* _What is expected_:
Locate the line that contains "Target: woman in magenta shirt", then copy it and all later lines of the data below exactly, through the last one.

* * * * *

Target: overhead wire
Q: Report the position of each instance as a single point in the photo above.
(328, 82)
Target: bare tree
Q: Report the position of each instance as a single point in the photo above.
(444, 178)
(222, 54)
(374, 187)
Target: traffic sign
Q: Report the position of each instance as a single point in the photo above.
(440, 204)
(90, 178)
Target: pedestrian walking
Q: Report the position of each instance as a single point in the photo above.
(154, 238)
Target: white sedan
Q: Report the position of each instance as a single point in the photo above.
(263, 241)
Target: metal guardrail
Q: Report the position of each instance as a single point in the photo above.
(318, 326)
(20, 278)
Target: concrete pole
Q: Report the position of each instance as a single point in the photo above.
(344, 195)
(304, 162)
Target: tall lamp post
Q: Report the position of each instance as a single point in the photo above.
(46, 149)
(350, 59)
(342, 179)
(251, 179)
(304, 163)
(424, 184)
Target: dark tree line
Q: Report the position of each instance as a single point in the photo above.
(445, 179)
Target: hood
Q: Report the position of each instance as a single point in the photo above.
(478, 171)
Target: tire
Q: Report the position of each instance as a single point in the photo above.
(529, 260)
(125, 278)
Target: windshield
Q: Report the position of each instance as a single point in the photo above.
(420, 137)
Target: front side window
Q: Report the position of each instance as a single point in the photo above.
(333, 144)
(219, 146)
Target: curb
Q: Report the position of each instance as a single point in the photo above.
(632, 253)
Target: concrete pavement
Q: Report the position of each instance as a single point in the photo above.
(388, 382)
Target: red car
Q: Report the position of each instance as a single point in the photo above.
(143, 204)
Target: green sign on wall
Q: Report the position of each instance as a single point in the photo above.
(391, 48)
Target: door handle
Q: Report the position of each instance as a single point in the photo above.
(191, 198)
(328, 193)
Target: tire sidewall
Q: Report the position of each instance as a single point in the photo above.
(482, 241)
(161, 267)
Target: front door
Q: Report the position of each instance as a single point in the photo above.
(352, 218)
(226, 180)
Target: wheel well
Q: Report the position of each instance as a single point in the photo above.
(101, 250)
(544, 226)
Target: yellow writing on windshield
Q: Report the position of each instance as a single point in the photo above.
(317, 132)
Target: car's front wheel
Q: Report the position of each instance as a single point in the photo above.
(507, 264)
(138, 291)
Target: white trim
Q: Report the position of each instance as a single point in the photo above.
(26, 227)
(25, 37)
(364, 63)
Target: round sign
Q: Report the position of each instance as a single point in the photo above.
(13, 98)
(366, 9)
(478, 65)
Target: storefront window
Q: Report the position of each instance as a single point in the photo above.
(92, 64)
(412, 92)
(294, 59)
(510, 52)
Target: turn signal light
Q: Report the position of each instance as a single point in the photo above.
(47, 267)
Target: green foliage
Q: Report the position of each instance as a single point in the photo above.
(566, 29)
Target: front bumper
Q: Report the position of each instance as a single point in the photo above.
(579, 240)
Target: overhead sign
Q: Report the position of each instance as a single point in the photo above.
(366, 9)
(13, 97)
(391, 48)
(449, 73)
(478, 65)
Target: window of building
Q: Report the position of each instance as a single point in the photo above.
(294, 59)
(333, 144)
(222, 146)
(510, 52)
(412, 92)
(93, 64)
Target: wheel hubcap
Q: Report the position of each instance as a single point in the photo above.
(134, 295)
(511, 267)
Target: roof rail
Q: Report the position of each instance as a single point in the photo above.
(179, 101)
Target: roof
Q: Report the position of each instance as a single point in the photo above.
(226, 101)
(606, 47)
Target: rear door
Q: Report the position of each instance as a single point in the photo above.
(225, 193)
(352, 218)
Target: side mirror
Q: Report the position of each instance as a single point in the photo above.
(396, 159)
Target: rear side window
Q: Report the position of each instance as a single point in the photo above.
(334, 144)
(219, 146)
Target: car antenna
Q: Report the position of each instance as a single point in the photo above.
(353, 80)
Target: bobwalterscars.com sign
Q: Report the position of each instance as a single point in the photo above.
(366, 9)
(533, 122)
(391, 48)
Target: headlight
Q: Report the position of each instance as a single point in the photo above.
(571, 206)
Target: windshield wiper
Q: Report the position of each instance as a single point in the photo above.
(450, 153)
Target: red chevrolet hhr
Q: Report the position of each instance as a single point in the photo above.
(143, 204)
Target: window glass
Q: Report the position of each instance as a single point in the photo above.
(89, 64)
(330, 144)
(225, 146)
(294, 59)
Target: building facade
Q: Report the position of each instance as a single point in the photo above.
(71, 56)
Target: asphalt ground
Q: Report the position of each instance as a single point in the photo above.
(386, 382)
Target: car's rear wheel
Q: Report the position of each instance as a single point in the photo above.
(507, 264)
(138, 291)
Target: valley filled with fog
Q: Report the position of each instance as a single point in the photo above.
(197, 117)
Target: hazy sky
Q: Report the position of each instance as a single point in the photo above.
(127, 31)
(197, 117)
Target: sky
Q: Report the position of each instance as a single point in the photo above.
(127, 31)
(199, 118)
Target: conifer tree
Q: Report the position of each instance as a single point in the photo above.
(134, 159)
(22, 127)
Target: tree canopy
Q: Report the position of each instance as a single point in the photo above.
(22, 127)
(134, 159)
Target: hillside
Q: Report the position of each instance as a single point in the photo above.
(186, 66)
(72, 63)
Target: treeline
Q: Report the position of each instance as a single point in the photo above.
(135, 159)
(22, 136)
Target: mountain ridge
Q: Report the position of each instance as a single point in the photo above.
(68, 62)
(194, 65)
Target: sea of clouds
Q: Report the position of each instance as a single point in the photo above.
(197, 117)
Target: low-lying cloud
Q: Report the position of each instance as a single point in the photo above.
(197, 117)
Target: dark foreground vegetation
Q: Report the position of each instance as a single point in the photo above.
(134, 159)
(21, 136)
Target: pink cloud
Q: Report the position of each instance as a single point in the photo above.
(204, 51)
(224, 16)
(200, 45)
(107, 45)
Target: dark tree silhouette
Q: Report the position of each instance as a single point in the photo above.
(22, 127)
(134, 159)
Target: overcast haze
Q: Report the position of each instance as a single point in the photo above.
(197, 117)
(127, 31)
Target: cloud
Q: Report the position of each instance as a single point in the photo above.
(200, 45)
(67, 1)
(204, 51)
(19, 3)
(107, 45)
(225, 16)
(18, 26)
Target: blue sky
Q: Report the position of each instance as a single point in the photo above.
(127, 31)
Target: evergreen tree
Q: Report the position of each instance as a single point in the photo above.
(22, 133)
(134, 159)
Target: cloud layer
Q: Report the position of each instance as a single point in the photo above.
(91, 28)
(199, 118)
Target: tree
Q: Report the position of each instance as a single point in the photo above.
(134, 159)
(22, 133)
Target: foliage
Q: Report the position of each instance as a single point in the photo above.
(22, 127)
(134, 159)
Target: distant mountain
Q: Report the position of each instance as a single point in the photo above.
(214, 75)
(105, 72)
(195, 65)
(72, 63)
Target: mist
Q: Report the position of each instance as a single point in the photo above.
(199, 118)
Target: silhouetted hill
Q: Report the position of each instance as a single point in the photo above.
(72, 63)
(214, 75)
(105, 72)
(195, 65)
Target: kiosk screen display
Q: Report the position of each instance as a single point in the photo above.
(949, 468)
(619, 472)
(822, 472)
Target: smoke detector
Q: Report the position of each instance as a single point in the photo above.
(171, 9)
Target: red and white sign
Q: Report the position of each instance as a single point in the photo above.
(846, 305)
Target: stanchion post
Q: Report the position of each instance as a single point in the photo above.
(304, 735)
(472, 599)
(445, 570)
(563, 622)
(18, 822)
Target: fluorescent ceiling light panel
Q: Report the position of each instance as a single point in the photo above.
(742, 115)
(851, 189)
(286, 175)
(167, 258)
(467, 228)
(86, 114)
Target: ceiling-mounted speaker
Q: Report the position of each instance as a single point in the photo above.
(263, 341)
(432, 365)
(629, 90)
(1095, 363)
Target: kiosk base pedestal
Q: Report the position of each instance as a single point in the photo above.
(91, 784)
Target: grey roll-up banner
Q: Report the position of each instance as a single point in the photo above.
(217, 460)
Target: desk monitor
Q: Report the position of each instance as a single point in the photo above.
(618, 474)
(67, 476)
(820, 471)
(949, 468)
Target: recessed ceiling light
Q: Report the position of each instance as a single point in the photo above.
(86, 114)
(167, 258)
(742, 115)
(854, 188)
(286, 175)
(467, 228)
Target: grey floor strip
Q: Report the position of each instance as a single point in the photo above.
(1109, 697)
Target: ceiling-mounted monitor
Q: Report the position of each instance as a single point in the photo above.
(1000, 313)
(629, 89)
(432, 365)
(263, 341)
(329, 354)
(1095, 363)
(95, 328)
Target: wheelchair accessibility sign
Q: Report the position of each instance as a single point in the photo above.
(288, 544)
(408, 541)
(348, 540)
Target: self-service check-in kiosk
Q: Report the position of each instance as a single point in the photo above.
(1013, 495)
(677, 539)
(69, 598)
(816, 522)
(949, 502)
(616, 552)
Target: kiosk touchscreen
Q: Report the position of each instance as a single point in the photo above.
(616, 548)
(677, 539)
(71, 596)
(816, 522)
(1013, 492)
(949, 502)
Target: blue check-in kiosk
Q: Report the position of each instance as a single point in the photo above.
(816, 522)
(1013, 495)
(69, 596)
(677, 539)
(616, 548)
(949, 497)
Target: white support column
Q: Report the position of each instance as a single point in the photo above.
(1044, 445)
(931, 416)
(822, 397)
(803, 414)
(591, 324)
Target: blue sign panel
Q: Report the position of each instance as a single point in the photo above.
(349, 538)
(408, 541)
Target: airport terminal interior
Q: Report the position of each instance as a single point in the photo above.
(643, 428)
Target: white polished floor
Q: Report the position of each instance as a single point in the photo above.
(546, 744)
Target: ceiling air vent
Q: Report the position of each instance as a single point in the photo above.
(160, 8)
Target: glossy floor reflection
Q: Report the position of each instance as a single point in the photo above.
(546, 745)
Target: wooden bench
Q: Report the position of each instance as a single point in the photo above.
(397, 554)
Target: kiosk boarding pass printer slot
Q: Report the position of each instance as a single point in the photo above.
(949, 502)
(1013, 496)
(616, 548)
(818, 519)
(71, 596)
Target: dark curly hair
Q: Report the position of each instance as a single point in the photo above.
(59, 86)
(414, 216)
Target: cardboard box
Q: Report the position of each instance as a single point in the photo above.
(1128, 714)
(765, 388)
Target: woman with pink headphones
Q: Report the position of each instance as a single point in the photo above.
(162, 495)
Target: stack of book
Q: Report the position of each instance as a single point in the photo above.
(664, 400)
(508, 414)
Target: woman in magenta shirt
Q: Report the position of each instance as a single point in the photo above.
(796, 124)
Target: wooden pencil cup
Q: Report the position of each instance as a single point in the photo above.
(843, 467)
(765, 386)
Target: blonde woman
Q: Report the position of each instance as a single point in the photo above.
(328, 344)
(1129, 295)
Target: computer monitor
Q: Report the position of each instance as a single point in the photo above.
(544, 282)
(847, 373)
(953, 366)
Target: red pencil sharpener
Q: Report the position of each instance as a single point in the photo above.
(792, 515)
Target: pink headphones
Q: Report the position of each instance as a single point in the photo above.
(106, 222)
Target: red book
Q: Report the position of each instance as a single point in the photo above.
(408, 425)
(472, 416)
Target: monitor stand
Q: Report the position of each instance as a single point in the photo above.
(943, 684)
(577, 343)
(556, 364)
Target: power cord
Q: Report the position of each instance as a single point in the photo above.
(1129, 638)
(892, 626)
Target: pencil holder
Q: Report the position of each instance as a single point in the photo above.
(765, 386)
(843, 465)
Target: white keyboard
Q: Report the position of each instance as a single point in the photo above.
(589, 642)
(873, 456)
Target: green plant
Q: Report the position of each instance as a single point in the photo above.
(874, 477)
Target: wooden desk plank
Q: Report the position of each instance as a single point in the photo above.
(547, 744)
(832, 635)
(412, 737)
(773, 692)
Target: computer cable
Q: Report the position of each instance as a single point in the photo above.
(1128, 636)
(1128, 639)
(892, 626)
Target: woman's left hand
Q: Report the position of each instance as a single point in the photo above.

* * * * *

* _Exercise answer_:
Target: woman in magenta shirt
Q: Report the position of each instance as a single point in the photo above.
(796, 124)
Target: wooden pencil cup
Q: Report the position of each instance as a single point in the photo above.
(843, 467)
(765, 386)
Target: blonde woman
Q: Report the position of each instance as a single point in the photo above.
(328, 344)
(1129, 295)
Target: computer monitor
Q: Report the position of each instance as a single point in the photo above.
(544, 282)
(847, 373)
(953, 366)
Target: red pencil sharpener
Q: Report the position of each instance as a single point in the photo above.
(792, 515)
Target: pink headphones
Q: Report the position of each instance as a single point in the photo above.
(106, 222)
Target: red book
Q: Report the position of each instance as a single point in the photo above.
(408, 425)
(472, 416)
Target: monitor stand
Q: Report the position of each instance as a single point in the photo above.
(943, 684)
(577, 343)
(556, 364)
Target: power cord
Q: Report the position of each instance as a single point in the photo above.
(1129, 638)
(892, 626)
Target: pencil holder
Q: Report the position of each instance as a single point in the photo above.
(765, 386)
(843, 465)
Target: white keyboard
Q: Report the position of each instance as a single point in the photo above.
(589, 642)
(873, 456)
Target: green plant
Q: Report the position of each instance as a single point in the photo above.
(874, 477)
Target: wooden desk plank
Q: Report the position of each instance as a single point in the photo above.
(547, 744)
(832, 635)
(412, 737)
(773, 692)
Target: computer cable
Q: Report the position of each instance as a single point in the photo above.
(1128, 636)
(1128, 639)
(892, 626)
Target: woman's left hand
Q: Report the position of each instance as a single point in the photo above.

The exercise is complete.